» **OBJECTIVES**
(a) According to the blog post about The Song of Medusa, in what year was the novel written?
(b) Decide whether each statement agrees with the blog post about The Song of Medusa, answering yes or no and quoting the words that decide it: (i) The novel is still published by Infinity Press. (ii) Susan once lived in Colorado. (iii) The evening of the Fall Equinox was to have a new moon.
(c) Carry on the closing passage of The Song of Medusa from its last sentence.

» **PAGE EXCERPT**
* Begin *

Showing posts with label The Song of Medusa (a novel). Show all posts
Showing posts with label The Song of Medusa (a novel). Show all posts

Tuesday, March 23, 2010

The Song of Medusa




Recently I revisited a novel I wrote with my former partner, Duncan Eagleson, back in 1993. It's still published by Infinity Press, and probably badly in need of revision. It was the only novel I ever wrote, and it was so much fun, I remember, to see the characters come to life, develop personalities, each day as I sat down at a typewriter. The story was inspired by Riane Eisler's paradigm shifting, seminal book, THE CHALICE AND THE BLADE, (1989), and archeologist Marija Gimbuta's work on old Europe.  The novel was about a woman who became the "Oracle of Delphi", and envisioned a world that embraced "Gaianism".  A time of respect for the Earth being alive, communicative, and utterly interdependant. Below is the closing of the novel. 


AFTERWARD: September 21, 2027
As the trail winding up Spirit Mountain grew steeper, Susan was a little out of breath. She could see the summit ahead, the rounded, granite bones of a once massive mountain range, a sight common to this part of New England. Rounded boulders loomed on either side of her, painted whimsically with colorful abstractions of lichen and moss. Susan remembered when she lived in Colorado, the rock climbing she did when she was younger. The mountains of southern New Hampshire were among the oldest ranges in the U.S., great-grandmother mountains softened, folded and smoothed by a long, long life. These were not the Rockies, and she knew she was out of shape.

It was late September, a brilliant fall blessed by the right amount of rain and sun. The sugar maples were almost psychedelic in their glory of reds, yellows and oranges. The sun was bright, tender and poignant with a frailty felt only during Indian Summer; the last and perhaps sweetest days of summer. Such days were the grand finale to that great burst of fertile creation that began in the Spring. To her, it seemed as if all the land, and all the devas of the plant kingdom, were giving their final concert, their master chorale. Soon the first frost would come, and Susan would walk with her morning coffee into a garden fallen overnight, melting away like a dream, ready to sleep beneath the immanent blanket of snow.

Below her came a procession of people, making their way up the trail between rock outcroppings. Some carried baskets of food, bread, and torches, candles; all carried flashlights and blankets. It was the evening of the Fall Equinox, a special Fall Equinox, because it was also to be a full moon. She felt the pulse of the land beneath her feet, heat, a coursing of energies like a heartbeat, humming through her. The drummers would syncronize with that heartbeat after the sun went down; she knew they were already attuning themselves even as they walked. She took her shoes off.

* End *

» **PROVIDED INFORMATION**

* Begin *

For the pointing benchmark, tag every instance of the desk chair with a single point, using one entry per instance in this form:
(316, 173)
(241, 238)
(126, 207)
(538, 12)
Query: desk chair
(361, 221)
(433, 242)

* End *

» **ANSWERS GIVEN**
(a) 1993

(b)
(i) Yes: "It's still published by Infinity Press"
(ii) Yes: "Susan remembered when she lived in Colorado"
(iii) No: "it was also to be a full moon"

(c)
“Breathe, just breathe”. With each inhale, Susan let the sense of Gaia come into her. She never knew what else to call it; “earth energies”, “Creator”, “Source”; to her it was Gaia, and she visualized roots that grew from her feet, roots that went down deep into the Earth, connecting her with the web of life. It wasn’t even that abstract, really. It was just what it felt like - as if she became bigger.Her breathing became rhythmic, releasing the small concerns of her personal life, the tensions and conflicts of the day, breathing in a pulse that rose through her now bare feet.. “Hello, hello” she said out loud. “Here we are.” In answer, currents flowed up her legs, into her hands. Susan paused, leaned against a granite boulder, slightly dizzy.....“not so fast...” Closing her eyes for a moment, she felt Martin’s hand on her back. He was feeling it as well. She almost heard his “Are you all right?”, but he hadn’t spoken.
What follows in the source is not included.